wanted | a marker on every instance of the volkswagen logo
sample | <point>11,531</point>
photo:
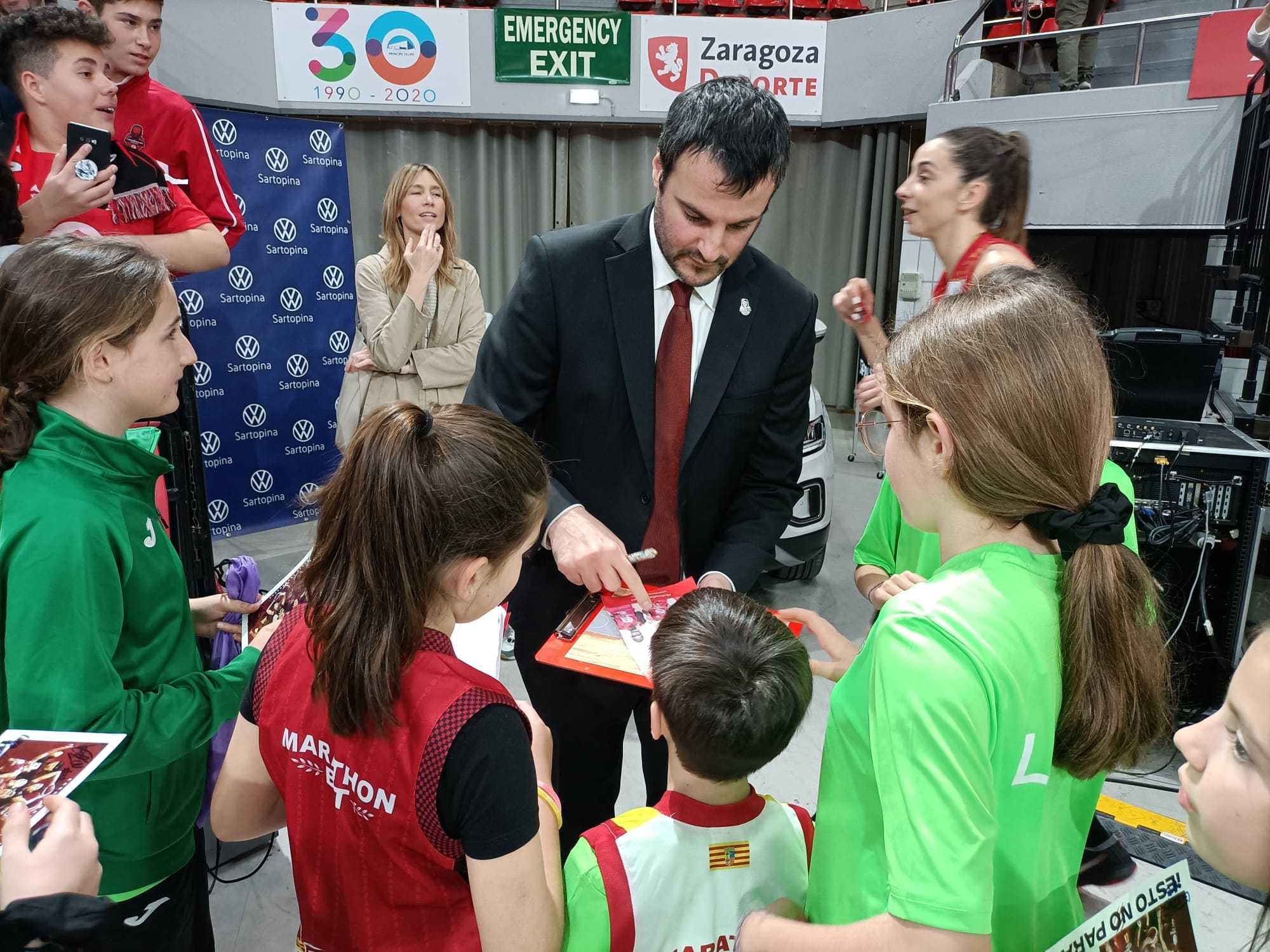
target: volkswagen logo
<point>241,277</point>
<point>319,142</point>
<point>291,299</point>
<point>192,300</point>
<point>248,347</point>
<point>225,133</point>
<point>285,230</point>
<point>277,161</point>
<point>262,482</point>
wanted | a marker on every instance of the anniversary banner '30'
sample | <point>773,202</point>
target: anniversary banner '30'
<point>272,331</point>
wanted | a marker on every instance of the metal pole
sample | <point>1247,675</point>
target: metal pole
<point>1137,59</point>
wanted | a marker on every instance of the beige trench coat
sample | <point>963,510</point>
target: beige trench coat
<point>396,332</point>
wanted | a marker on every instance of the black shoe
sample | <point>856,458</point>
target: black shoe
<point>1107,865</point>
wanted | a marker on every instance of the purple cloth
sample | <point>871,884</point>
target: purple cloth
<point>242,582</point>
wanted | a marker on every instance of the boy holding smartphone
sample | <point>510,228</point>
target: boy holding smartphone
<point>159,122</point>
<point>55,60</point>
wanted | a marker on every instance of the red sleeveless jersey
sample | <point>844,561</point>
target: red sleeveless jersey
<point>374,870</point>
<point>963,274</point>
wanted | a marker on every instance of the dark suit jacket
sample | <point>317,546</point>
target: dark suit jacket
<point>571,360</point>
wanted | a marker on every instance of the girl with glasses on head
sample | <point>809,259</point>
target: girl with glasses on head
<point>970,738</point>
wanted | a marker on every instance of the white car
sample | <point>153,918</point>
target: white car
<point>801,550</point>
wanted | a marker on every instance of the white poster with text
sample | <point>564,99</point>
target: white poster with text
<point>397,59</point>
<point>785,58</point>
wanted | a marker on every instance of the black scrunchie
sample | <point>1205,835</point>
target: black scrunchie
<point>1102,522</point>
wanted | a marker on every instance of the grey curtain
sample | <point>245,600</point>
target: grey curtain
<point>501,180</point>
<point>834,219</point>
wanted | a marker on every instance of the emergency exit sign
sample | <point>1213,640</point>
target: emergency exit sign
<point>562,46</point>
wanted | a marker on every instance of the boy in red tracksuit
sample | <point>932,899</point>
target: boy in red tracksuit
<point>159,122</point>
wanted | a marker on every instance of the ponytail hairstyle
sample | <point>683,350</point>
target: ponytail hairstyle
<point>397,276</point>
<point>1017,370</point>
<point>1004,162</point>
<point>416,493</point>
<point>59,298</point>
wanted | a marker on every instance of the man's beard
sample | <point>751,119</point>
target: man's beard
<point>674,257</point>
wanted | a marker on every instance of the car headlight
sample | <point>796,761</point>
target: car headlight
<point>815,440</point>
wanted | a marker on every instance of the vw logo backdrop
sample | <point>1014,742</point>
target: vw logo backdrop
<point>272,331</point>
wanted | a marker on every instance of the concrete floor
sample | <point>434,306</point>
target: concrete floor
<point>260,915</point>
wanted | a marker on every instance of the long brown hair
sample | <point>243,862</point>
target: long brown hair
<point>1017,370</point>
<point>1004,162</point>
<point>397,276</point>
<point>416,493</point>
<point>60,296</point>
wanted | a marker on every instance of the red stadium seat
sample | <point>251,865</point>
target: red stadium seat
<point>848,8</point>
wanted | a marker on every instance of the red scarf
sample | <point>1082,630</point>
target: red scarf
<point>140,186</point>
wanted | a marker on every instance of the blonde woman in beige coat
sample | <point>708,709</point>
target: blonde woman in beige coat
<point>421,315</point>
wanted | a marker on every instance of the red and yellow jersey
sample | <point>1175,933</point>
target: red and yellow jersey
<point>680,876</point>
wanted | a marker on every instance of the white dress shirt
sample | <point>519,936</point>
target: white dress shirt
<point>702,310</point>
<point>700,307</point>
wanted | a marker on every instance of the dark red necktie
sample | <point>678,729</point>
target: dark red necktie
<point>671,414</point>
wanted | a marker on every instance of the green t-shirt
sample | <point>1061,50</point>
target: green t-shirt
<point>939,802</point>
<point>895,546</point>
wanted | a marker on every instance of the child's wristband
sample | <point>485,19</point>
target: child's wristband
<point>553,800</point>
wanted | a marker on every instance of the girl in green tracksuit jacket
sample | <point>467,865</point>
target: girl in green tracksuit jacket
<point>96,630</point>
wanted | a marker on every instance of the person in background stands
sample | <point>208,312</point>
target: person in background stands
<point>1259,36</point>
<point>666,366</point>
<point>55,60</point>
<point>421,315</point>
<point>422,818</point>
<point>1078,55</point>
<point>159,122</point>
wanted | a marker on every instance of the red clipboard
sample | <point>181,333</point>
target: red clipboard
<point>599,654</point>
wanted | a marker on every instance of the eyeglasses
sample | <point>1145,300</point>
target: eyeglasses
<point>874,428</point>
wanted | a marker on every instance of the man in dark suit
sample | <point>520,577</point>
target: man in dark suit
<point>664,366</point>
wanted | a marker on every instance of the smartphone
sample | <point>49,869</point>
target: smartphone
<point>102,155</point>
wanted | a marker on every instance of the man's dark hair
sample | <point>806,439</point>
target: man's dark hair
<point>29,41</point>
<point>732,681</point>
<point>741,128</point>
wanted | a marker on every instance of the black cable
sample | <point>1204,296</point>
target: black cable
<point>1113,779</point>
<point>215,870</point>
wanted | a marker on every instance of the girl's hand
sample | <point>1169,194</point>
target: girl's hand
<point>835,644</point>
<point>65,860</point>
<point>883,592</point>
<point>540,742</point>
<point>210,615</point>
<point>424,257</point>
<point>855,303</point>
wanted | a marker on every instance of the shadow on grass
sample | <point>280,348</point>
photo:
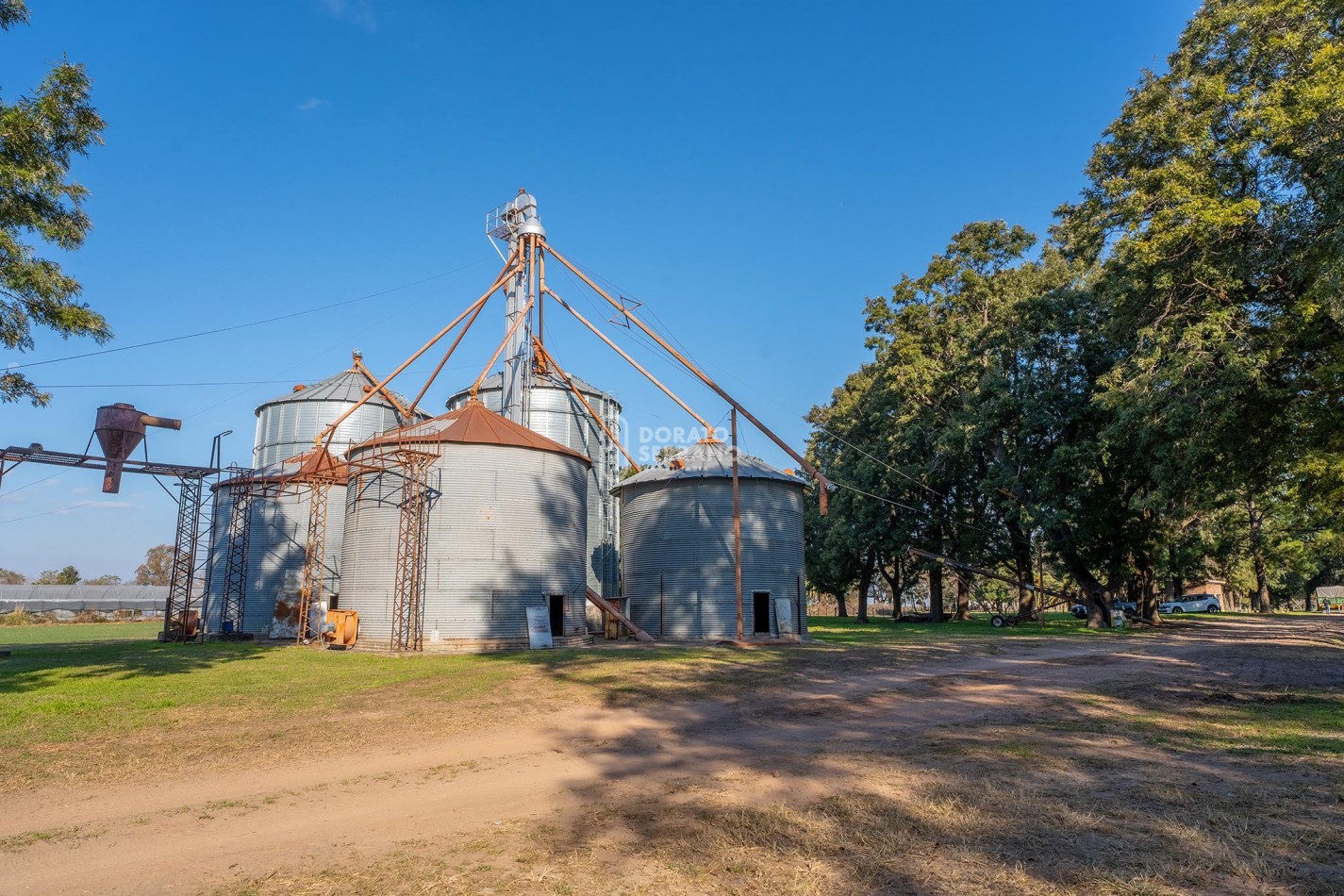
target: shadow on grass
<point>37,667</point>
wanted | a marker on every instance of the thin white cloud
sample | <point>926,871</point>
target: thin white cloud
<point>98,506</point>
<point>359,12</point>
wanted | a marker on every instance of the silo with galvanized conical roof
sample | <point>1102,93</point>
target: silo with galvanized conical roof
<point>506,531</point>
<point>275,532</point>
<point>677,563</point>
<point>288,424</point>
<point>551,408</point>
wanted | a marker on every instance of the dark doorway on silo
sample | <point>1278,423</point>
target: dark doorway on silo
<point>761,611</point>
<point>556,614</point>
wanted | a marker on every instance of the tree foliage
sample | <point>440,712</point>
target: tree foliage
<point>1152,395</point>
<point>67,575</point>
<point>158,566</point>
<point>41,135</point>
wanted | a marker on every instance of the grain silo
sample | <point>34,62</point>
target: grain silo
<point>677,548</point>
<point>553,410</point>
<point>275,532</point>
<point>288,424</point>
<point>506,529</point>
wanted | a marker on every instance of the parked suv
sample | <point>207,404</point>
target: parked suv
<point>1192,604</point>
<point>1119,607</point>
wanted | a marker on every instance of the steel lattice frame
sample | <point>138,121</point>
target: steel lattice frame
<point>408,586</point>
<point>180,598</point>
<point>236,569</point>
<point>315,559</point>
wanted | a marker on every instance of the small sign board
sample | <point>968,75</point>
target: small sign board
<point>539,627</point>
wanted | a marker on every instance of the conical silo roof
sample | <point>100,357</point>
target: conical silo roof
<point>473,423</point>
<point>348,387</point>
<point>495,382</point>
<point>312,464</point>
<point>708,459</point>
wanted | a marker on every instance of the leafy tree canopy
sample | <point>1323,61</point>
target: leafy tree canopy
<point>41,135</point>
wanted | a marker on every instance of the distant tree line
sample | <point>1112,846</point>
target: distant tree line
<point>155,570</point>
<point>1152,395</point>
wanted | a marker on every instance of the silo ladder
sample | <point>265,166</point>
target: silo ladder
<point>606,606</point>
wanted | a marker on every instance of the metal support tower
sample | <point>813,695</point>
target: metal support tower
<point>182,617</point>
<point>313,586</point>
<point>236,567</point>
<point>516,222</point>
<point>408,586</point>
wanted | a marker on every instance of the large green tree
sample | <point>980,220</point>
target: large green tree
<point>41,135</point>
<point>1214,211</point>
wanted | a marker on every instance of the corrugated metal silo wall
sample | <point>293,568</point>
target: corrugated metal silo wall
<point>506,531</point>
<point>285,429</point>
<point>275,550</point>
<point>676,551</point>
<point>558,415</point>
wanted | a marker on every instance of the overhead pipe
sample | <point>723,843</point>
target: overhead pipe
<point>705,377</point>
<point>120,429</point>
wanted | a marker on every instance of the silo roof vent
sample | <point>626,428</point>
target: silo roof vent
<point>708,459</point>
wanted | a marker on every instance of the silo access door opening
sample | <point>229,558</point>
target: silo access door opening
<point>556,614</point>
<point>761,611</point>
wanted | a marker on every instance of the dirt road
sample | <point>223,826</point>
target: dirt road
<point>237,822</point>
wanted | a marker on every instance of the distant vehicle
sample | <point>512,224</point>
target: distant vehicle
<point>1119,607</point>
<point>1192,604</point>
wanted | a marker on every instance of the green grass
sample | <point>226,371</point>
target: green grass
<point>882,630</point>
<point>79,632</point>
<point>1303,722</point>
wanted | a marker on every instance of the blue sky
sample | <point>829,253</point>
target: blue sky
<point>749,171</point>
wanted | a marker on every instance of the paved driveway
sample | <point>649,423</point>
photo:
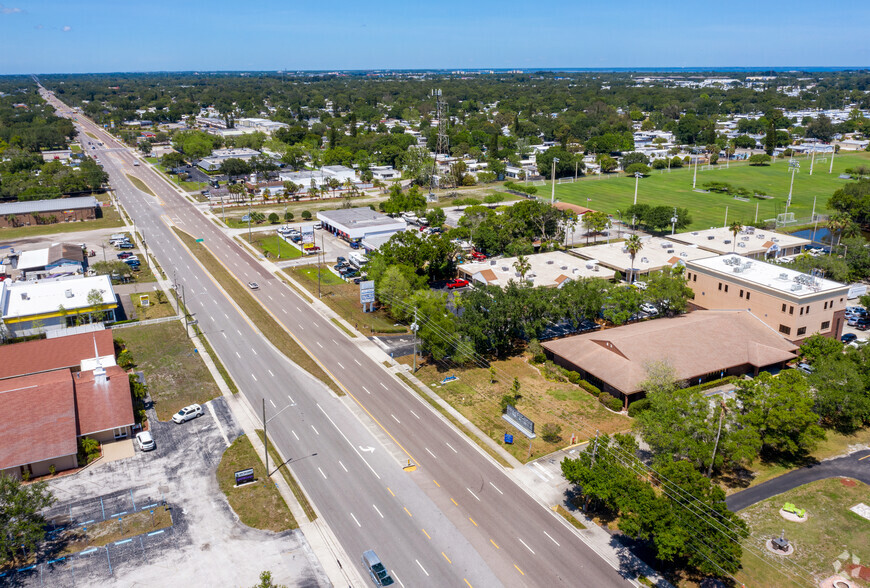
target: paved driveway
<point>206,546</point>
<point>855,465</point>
──────
* WRITTEN TASK:
Copy word for word the lines of the records above, starting with the line containing "wanted | a marker on every instance of the thin" and going on through the line containing "<point>551,408</point>", both included.

* RIGHT ANSWER:
wanted | a marker on every instance of the thin white cloud
sample | <point>926,871</point>
target: thin white cloud
<point>98,506</point>
<point>359,12</point>
wanted | a marker on every instance of the silo with galvanized conical roof
sample | <point>1102,93</point>
target: silo with galvanized conical roof
<point>506,531</point>
<point>275,532</point>
<point>677,563</point>
<point>288,424</point>
<point>551,408</point>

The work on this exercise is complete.